>> BEGIN Material for this task
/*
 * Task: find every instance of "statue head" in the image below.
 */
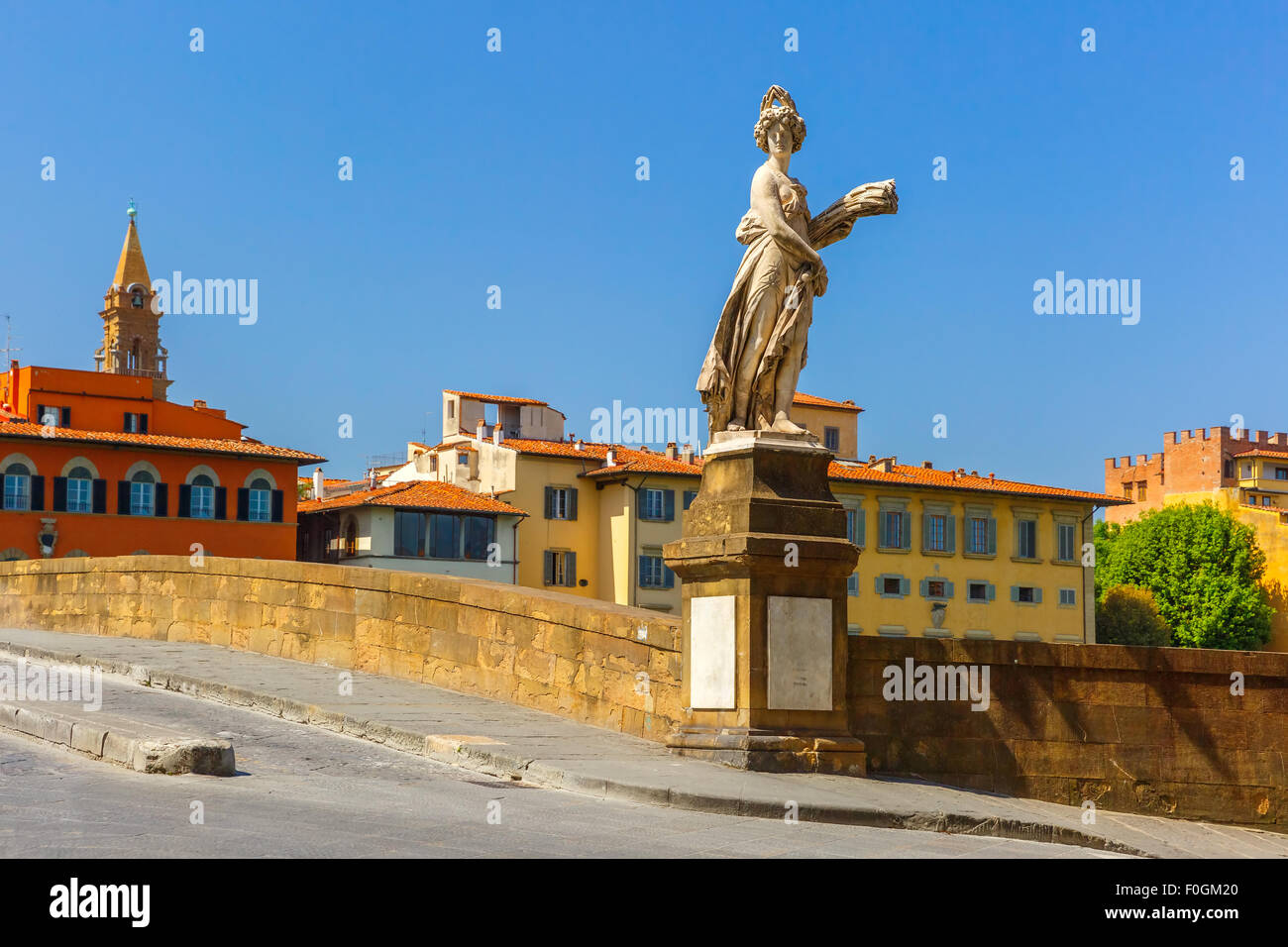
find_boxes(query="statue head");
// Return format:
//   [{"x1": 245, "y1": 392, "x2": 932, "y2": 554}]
[{"x1": 755, "y1": 85, "x2": 805, "y2": 155}]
>> END Material for this task
◆ Your objective: Turn every line of the entries above into a numbered list, dropping any blank lines. Omit the pictures from your answer.

◆ Exercise answer:
1. /*
2.  * Task: find every instance of "statue head" in the image below.
3.  */
4. find_boxes(query="statue head");
5. // Return format:
6. //   [{"x1": 245, "y1": 392, "x2": 932, "y2": 554}]
7. [{"x1": 755, "y1": 85, "x2": 805, "y2": 155}]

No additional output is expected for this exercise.